### The input
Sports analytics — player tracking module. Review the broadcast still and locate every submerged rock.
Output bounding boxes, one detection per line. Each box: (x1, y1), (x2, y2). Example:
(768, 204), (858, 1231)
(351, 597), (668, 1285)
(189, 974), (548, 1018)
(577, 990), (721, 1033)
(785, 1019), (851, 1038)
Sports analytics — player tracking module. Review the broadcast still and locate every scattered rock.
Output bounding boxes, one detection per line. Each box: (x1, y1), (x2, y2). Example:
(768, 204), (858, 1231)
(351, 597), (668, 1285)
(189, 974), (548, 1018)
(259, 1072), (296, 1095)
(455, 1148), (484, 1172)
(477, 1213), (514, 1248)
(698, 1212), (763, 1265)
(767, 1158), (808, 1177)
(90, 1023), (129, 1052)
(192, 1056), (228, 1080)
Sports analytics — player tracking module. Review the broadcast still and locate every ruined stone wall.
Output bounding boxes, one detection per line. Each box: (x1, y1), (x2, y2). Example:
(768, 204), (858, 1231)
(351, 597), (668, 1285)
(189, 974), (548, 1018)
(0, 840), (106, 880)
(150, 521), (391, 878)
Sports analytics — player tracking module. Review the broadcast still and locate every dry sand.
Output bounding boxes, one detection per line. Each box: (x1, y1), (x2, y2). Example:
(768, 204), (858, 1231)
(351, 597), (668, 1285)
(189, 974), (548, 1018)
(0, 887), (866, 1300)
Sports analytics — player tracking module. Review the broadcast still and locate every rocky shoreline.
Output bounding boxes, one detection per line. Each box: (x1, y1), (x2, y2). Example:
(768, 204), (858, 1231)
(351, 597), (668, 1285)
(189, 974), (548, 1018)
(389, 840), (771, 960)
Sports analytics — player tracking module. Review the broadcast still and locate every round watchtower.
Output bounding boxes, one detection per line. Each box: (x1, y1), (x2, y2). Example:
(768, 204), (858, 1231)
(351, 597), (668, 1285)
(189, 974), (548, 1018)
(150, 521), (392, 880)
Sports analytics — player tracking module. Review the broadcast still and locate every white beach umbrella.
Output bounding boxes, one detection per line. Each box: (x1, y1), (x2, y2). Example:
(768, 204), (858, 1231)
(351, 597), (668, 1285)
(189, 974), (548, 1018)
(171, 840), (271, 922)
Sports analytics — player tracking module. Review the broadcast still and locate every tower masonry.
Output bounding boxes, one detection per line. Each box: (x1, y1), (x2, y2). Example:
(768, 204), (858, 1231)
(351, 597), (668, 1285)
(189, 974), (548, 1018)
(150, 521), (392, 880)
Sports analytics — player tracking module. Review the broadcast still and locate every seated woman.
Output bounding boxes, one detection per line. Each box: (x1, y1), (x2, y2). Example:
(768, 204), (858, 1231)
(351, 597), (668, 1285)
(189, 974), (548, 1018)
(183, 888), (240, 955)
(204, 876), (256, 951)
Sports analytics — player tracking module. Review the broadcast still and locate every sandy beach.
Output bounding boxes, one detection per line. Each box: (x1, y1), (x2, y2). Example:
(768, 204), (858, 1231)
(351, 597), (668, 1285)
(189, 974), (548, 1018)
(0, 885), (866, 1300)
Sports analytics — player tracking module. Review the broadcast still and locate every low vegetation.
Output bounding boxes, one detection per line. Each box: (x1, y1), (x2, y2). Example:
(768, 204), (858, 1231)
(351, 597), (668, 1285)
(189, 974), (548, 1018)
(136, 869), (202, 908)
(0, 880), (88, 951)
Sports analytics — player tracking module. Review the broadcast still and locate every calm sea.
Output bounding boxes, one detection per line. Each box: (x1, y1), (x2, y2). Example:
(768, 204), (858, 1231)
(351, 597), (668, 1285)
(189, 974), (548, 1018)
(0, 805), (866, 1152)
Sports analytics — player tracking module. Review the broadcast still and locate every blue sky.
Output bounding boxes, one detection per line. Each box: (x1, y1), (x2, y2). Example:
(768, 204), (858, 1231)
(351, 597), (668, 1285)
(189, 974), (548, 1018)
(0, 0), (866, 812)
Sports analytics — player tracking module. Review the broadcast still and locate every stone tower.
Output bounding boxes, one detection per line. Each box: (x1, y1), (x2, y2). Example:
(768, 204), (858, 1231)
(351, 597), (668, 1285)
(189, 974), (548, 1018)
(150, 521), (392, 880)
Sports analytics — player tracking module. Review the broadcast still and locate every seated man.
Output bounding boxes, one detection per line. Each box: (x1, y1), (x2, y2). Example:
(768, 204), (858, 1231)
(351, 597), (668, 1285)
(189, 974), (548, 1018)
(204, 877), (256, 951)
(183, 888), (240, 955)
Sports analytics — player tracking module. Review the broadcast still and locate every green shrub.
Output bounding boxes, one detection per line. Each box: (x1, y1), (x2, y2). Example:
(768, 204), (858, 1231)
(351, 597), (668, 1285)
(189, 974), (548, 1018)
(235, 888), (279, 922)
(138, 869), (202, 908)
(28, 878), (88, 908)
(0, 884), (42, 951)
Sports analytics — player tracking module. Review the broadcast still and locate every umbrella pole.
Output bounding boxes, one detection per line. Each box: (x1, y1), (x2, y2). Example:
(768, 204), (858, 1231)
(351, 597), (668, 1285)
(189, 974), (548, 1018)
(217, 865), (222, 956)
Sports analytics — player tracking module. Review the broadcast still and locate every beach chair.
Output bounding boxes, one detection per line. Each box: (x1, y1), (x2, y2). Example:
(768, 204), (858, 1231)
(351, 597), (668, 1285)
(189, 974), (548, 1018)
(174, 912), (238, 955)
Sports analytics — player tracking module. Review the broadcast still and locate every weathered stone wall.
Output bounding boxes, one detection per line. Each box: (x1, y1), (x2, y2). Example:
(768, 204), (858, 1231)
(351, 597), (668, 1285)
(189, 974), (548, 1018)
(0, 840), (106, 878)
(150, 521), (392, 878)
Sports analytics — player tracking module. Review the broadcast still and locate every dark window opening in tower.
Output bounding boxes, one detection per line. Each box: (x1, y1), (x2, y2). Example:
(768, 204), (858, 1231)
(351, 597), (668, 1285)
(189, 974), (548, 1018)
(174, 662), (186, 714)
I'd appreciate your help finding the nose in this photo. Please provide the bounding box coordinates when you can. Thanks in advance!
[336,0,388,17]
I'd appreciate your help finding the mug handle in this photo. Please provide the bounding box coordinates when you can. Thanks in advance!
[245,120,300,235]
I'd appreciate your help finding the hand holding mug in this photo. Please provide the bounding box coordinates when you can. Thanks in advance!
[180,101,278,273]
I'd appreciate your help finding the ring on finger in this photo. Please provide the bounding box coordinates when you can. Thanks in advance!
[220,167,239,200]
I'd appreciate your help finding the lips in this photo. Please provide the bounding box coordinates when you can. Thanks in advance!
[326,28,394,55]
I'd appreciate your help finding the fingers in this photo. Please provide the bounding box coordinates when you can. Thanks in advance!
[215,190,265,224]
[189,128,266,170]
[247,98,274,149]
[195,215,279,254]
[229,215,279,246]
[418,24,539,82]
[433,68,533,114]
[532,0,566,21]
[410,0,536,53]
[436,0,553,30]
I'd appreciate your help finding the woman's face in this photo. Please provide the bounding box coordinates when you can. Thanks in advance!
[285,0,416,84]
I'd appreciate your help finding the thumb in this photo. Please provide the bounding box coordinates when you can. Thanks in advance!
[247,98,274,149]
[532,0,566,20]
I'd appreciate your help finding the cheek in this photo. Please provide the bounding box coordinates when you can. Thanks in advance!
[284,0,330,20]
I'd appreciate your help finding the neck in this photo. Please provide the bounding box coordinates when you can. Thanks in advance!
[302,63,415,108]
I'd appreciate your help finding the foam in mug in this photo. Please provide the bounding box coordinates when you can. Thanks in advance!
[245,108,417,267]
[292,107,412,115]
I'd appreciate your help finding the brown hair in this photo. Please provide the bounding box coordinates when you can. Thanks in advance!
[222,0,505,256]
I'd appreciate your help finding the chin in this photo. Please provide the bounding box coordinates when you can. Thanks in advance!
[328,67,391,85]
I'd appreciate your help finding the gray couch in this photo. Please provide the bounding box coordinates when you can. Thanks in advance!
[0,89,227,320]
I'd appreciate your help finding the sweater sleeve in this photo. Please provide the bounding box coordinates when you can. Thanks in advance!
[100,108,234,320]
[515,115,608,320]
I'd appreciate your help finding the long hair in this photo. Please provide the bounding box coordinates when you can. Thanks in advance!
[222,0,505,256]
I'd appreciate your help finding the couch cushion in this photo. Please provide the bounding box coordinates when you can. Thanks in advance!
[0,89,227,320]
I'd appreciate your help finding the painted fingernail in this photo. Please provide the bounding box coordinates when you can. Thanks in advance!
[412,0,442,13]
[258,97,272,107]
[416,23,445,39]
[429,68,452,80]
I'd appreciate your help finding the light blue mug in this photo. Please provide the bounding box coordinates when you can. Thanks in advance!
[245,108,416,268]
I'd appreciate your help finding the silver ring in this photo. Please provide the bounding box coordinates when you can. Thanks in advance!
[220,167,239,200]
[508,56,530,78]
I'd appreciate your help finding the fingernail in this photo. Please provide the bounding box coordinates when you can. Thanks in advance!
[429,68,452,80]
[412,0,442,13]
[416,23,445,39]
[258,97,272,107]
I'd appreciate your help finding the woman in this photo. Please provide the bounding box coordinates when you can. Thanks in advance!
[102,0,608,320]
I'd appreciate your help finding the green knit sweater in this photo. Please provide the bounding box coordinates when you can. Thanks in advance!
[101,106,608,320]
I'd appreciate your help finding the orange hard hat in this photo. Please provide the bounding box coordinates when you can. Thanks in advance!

### Task details
Can you copy the records above word for word, starting at the line that has "opening in tower." and stopping after the line that has "[336,0,388,17]"?

### Full output
Sports analytics — player tracking module. Review the broadcast still and locate every dark window opening in tower.
Output bounding boxes, one detection per line. Each box: (x1, y1), (x2, y2). Example:
(768, 204), (858, 1231)
(351, 597), (668, 1285)
(189, 974), (548, 1018)
(174, 662), (186, 714)
I'd appreciate your help finding the nose in this photo. Please provide the bounding box coordinates when you can. Thanks in advance!
[336,0,388,17]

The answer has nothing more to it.